## SHORT EXERCISE A
Decide whether each statement (i), (ii) and (iii) agrees with the passage below about Latra and the Aiel, answering yes or no and quoting the deciding words from it. (i) The writer remembers the name of the sa'angreal. (ii) Latra is shown arguing with Lews in the S1 cold open. (iii) She sends one thousand trees out into the world.

## QUOTED TEXT
The show's choice to have the same person be the one to entrust the sa'angreal (ok, I forgot it's name, there are too many godsdamn names) to the Aiel and to be the one who founds Rhuidean as the place of trials was just fucking brutal. Because it's been hundreds upon hundreds of years at this point: we see Latra argue with Lews in the S1 cold open, where (IIRC) she was the head of the female Aes Sedai?? Indicating she was old enough to be established in her power at that point. So presumably she was alive during the drilling of the Bore. And then she lived through the War, and through the Breaking, and hundreds of years after. She lived through the godsdamn apocalypse, she witnessed the destruction of Utopia -- and through all of that, one of her greatest griefs must have been what the Aiel became. To be there, at the beginning, when she entrusted the future "to peace", and then to be there at the end, when the culture of the "true Aiel", the ones who had kept to their oaths, had withered and died, and the only ones left were their descendants who had chosen violence -- that must have been the cruelest twist of the knife, after everything she had seen.
And yet
AND YET
She must have known she was sending them out to die. She must have known that! It was the middle of the literal apocalypse! Everyone was dying! The world was ending! And she was entrusting these precious objects to people who swore they would never even defend themselves! How did she think this was going to go? She sends ten thousand trees out into the world with the hope that maybe one will survive. Which means she had the expectation that 99.99% of the people she is entrusting this task to are going to die. And then she has the temerity to be furious that some of them decided that that was a raw deal, and that they were going to change the terms of the bargain? What did she think was going to happen.

## STORED RECORDS
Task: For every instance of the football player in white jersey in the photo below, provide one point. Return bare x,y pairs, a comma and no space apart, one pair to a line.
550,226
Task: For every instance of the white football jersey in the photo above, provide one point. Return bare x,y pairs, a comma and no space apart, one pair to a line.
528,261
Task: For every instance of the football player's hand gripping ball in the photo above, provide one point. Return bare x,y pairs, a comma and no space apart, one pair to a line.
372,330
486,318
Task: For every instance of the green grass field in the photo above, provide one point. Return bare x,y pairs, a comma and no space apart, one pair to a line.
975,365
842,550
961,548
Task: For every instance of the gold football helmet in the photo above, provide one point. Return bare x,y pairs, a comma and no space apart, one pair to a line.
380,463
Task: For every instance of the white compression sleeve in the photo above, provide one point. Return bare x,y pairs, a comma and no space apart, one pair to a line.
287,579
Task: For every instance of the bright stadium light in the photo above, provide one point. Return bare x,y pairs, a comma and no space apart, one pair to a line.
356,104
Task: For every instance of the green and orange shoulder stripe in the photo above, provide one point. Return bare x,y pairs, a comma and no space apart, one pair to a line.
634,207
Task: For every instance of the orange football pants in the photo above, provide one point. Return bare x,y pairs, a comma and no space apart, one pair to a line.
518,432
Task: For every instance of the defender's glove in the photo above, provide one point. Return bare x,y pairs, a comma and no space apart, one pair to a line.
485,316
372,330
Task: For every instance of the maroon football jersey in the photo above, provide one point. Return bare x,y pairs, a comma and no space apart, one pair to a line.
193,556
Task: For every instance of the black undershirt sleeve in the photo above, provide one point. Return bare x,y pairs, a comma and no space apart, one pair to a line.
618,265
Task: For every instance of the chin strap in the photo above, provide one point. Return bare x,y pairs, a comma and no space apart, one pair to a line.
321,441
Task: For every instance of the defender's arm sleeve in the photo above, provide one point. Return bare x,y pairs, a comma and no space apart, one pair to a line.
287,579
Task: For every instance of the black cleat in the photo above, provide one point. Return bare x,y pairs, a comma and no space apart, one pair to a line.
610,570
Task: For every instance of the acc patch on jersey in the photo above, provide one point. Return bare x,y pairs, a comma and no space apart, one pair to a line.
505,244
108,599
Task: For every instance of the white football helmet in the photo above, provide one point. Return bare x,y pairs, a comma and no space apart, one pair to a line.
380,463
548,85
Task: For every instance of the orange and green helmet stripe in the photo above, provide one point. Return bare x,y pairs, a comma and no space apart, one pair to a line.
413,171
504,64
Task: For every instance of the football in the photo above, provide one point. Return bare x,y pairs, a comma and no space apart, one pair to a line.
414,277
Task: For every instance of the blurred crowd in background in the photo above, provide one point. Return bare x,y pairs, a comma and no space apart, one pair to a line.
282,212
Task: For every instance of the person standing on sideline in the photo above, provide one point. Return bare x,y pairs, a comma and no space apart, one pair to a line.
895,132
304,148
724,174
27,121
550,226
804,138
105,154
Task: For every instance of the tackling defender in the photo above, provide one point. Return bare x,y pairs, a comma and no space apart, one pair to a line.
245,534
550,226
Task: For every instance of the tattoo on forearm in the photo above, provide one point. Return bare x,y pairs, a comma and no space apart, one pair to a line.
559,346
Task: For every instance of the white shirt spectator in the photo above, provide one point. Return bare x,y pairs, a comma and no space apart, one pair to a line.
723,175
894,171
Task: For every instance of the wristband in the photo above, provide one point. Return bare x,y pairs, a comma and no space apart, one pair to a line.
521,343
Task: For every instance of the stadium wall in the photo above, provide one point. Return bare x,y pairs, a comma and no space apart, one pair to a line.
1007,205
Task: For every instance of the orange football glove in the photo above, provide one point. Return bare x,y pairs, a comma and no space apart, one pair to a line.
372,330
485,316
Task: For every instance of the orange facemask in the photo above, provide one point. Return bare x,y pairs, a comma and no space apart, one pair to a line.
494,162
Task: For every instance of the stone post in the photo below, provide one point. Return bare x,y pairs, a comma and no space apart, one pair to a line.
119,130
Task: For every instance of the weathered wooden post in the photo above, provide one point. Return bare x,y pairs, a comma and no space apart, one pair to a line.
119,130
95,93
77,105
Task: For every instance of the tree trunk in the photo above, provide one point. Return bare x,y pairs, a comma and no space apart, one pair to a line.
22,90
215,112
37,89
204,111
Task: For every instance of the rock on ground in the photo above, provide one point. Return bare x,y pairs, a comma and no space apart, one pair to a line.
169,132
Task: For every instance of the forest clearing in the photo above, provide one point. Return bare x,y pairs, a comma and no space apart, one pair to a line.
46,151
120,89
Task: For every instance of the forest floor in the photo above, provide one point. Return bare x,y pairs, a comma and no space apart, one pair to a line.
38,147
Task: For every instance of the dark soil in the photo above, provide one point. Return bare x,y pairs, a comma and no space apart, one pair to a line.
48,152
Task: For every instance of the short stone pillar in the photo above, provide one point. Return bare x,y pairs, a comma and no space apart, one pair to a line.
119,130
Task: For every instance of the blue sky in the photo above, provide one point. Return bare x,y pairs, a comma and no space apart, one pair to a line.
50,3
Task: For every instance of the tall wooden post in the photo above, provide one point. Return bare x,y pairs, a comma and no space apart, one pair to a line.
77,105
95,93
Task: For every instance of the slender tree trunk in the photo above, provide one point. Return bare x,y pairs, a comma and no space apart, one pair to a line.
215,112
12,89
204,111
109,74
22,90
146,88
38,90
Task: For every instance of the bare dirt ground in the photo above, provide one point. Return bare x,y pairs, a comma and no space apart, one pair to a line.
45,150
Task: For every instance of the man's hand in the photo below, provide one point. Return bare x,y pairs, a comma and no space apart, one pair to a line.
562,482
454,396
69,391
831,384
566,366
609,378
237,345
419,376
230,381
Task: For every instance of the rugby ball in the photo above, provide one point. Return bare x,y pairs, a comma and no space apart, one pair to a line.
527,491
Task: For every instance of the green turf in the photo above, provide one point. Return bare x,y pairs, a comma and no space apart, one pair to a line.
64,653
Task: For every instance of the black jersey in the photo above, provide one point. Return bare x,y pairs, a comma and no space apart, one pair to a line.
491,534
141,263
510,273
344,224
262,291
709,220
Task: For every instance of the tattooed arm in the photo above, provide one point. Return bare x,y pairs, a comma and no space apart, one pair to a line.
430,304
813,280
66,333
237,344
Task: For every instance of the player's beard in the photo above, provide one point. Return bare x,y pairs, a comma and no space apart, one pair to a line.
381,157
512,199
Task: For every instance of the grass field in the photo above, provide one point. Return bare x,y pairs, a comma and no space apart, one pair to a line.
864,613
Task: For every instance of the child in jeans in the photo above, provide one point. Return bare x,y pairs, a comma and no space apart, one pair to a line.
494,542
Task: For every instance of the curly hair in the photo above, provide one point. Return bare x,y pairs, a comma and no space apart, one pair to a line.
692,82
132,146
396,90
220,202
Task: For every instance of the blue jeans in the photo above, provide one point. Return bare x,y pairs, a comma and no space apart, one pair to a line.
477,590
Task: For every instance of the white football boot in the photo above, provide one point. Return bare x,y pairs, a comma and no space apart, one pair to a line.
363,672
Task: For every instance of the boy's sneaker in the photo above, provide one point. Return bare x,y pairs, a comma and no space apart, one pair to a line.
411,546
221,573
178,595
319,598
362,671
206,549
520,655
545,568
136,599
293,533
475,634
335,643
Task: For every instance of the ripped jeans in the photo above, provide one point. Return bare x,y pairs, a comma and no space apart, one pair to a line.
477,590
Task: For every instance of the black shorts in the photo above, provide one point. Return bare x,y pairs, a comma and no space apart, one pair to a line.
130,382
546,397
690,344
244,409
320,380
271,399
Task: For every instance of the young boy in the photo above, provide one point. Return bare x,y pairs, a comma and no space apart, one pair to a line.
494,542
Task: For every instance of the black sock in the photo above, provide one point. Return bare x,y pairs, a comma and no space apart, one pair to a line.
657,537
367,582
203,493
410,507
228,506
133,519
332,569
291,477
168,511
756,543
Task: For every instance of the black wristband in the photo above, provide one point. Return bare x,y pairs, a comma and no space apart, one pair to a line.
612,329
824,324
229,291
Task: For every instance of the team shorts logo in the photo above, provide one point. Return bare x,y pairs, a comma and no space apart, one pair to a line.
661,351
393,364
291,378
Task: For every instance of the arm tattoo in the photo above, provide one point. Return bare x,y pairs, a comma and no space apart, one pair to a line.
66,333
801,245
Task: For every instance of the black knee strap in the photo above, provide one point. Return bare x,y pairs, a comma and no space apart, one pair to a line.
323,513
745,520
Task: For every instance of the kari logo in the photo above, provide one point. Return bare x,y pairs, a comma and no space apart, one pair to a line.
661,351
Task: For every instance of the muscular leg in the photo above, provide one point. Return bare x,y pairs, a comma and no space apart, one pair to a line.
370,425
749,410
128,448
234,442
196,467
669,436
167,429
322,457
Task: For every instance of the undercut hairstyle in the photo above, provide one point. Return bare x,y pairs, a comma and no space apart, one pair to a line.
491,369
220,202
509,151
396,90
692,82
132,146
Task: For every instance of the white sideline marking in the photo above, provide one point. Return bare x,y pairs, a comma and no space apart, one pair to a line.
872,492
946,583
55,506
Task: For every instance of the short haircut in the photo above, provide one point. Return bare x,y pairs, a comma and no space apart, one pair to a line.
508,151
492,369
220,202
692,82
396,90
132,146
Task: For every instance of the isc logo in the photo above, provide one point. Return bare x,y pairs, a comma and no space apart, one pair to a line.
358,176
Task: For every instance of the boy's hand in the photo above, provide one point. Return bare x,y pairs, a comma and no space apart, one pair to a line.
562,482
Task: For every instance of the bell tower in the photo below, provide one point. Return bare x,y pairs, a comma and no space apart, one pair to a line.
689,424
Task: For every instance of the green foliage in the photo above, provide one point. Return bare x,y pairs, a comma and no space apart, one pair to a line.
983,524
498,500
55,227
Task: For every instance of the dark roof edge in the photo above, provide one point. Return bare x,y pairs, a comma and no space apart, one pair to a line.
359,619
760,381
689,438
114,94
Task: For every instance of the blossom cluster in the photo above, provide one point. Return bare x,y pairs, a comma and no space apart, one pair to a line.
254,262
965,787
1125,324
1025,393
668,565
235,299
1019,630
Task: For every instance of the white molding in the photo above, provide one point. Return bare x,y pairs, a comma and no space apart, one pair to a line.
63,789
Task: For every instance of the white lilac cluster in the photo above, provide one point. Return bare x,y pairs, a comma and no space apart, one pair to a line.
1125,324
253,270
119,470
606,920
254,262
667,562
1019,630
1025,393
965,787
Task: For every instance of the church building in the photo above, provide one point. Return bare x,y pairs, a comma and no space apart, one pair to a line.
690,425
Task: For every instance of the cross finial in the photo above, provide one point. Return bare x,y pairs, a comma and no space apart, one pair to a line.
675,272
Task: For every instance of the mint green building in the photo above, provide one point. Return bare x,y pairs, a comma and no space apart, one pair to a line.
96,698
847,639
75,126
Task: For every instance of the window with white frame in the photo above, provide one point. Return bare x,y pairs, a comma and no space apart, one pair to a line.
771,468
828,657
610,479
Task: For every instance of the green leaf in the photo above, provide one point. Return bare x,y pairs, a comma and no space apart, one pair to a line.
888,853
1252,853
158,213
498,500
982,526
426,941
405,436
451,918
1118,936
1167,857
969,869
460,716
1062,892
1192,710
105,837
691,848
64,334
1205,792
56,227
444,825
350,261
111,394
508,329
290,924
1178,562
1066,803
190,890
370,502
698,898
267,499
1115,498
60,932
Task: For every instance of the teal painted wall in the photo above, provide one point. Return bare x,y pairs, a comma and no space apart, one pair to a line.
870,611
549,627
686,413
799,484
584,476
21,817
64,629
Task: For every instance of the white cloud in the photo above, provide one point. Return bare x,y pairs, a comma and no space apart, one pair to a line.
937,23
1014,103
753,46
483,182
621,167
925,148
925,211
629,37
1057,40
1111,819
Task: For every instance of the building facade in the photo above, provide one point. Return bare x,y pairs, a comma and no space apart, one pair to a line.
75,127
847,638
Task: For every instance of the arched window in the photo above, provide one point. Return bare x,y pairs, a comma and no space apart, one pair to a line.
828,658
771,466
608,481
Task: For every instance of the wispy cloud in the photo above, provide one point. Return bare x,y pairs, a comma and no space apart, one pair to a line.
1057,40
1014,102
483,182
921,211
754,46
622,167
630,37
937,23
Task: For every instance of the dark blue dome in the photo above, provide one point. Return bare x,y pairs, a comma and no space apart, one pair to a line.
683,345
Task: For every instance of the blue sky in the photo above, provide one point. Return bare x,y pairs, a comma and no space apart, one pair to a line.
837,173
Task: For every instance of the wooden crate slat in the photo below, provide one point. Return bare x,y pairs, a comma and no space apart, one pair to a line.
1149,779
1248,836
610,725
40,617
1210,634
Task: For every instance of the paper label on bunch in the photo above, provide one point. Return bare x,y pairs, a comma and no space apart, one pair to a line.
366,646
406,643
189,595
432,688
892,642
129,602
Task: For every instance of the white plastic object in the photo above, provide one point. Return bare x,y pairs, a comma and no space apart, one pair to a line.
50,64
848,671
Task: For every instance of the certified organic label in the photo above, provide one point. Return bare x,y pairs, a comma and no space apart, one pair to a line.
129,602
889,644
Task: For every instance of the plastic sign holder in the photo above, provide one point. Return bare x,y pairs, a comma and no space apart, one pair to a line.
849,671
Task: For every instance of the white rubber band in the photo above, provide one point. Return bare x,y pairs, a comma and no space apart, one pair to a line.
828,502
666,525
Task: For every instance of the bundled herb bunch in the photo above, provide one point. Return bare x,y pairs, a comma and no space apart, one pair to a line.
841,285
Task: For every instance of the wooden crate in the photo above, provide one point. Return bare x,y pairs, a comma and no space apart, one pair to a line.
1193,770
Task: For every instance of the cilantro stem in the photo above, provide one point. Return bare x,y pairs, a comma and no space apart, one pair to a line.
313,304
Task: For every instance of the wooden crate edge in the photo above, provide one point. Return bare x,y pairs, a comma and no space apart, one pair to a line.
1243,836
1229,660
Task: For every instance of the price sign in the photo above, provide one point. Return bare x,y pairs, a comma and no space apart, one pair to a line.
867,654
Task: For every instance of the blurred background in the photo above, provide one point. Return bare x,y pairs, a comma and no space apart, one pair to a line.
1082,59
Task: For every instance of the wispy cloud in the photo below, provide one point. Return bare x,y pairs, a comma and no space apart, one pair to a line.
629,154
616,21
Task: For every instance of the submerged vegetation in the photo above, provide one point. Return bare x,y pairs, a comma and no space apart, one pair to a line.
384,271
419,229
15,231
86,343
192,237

## SHORT EXERCISE B
Please report every line of the records above that contains the string "stadium".

## FULL SOLUTION A
(i) No: "ok, I forgot it's name"
(ii) Yes: "we see Latra argue with Lews in the S1 cold open"
(iii) No: "She sends ten thousand trees out into the world"

## FULL SOLUTION B
Task: For every instance of the bright stadium light in the photo above, provide one point. Return bare x,y pairs, a comma and no space apart, one pair to a line.
Task: For every instance of the stadium wall in the photo above, provide one point. Return bare x,y pairs, a comma and no space apart, one pair to a line.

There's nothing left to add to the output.